● **Record excerpts**:
========================================================================
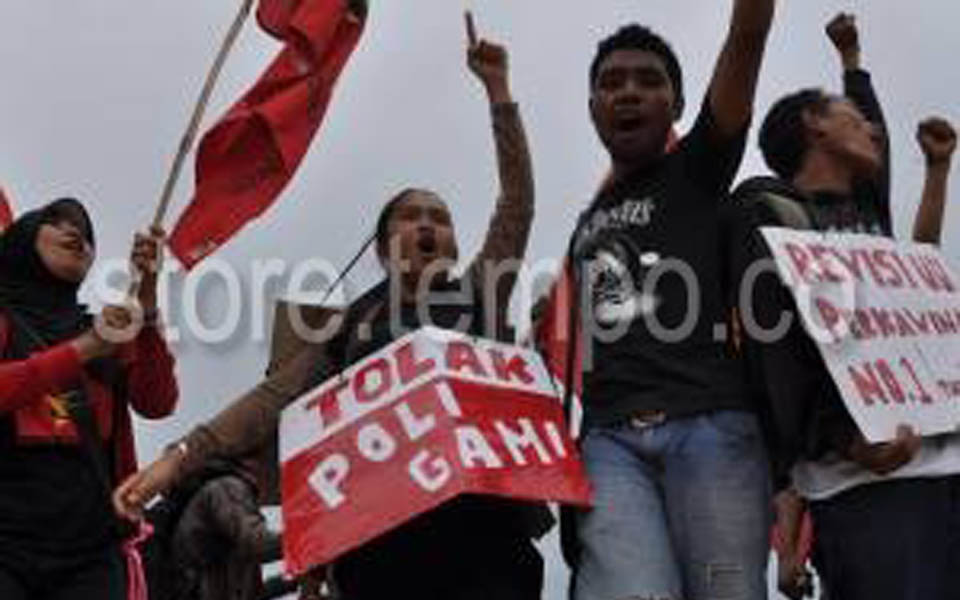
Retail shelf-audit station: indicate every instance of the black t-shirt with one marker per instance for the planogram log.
(648, 257)
(53, 508)
(803, 413)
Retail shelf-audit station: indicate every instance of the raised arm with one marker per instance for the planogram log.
(938, 140)
(236, 431)
(734, 82)
(843, 32)
(509, 229)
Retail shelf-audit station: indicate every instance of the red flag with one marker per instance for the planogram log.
(6, 212)
(247, 159)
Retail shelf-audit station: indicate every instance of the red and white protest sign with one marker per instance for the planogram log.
(886, 318)
(434, 415)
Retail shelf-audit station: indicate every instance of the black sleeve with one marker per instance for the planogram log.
(785, 374)
(712, 159)
(858, 87)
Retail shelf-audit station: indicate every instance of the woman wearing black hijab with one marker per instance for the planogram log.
(65, 429)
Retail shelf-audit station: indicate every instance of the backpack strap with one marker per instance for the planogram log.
(790, 212)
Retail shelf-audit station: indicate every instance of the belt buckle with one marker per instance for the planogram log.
(646, 420)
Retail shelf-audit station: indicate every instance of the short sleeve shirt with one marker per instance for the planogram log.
(649, 264)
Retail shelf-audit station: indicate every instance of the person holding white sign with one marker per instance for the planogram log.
(476, 548)
(884, 514)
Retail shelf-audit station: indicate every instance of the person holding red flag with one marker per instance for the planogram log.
(66, 387)
(476, 548)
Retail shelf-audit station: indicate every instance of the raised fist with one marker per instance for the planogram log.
(842, 31)
(937, 139)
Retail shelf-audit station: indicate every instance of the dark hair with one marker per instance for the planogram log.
(638, 37)
(783, 136)
(383, 221)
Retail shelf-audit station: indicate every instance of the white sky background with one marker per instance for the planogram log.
(95, 95)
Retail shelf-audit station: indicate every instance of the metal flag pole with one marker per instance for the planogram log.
(193, 127)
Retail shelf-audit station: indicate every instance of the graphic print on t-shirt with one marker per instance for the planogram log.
(615, 267)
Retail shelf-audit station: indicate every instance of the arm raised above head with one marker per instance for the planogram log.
(735, 76)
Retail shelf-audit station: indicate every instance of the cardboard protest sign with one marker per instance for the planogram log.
(432, 416)
(886, 318)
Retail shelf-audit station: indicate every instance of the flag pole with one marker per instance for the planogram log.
(186, 143)
(190, 135)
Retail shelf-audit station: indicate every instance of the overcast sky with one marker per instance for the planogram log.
(95, 95)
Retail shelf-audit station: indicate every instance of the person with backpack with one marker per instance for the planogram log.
(884, 515)
(66, 390)
(666, 421)
(470, 548)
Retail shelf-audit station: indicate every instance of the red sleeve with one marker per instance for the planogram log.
(24, 382)
(151, 384)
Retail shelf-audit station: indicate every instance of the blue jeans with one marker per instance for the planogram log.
(682, 510)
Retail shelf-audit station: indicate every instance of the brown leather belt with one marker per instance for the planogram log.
(645, 419)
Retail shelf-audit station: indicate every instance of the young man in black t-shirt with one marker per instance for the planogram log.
(673, 452)
(884, 515)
========================================================================
● **What you should do**: Retype every line above word for word, and leave the picture out of your answer.

● **Reply to the exercise**:
Retail shelf-audit station: indicate every instance of the black t-shirt with one marker per instance for the planogram log.
(648, 257)
(53, 508)
(803, 413)
Retail shelf-audit station: indicate every instance of the raised arm with one marker per instance for the planogram log.
(938, 140)
(236, 431)
(734, 82)
(843, 32)
(509, 229)
Retail shelf-audit station: indicate every instance of the red flag with one marker per instance for the planogram log.
(6, 212)
(247, 159)
Retail shelf-audit station: indicate every instance of the red and white protest sign with one marker per instance for the planogram log.
(886, 318)
(434, 415)
Retail shelf-audit station: indicate every instance of the black sleeve with one marker per instance for the planogram log.
(785, 374)
(712, 159)
(858, 87)
Retail shelf-audit station: indicate every instance of the woman wearing black hijab with one marker per instance for the planogram log.
(65, 429)
Retail shelf-audit station: indicate every instance of the backpack strap with one marker per instance for the planogram log.
(790, 212)
Retail shelf-audit station: indicate every instance of the belt buckle with one marker per instance for the planogram log.
(646, 420)
Retail shelf-audit station: indicate every instance of the short sleeve shirt with one marker per instance for the planogram log.
(649, 264)
Retail shelf-audit station: indicate every instance of the person holding white sign with one marker per instance for the planogram log.
(476, 548)
(884, 514)
Retail shelf-audit station: indicate every instance of the person holding red flag with one marker per instance for the planogram log.
(66, 387)
(476, 548)
Retail shelf-audit station: indicate every instance of the raised fist with one marker per instance for the planogram log.
(842, 31)
(937, 139)
Retail shelf-audit station: indicate every instance of the dark hair with one marker per instance for the planogram log.
(638, 37)
(783, 136)
(383, 221)
Retail shelf-audit station: indicate every instance of the white sky background with one marker per instance for the planogram log.
(95, 95)
Retail shelf-audit station: indicate every instance of the metal flag pole with one marker per instance for the planogram log.
(193, 127)
Retail shelf-audit station: indicate every instance of the graphic print on t-shirt with one marker per instance for the planogram log.
(615, 267)
Retail shelf-audit station: indicate every instance of the arm raised above head with one marker per instance for the planogram log.
(735, 76)
Retail shelf-audit station: indicate every instance of the cardboard protest sign with one marker per instance for the planogram log.
(432, 416)
(886, 318)
Retail shelf-audit station: indicate every instance of the flag pole with one marker per instance for the planogram log.
(186, 143)
(190, 135)
Retail shelf-audit station: indicate every instance of the overcast sky with one marker per instance for the planogram log.
(95, 95)
Retail shelf-audit station: indicate every instance of the person with backpack with one marker per instance for the planogram log.
(884, 515)
(66, 390)
(666, 421)
(470, 548)
Retail shelf-audit station: indicate every instance of the red sleeve with one marker per instance for the planogram log.
(24, 382)
(151, 384)
Retail shelf-audit station: indicate every instance of the blue jeans with one marker per instance for the planogram log.
(682, 510)
Retail shelf-audit station: indicate every instance of the brown leather belt with one marker per instance for the planogram log.
(645, 419)
Retail shelf-audit station: indicate every instance of the young man in black t-shirt with one marker per instance for the planogram log.
(673, 452)
(884, 515)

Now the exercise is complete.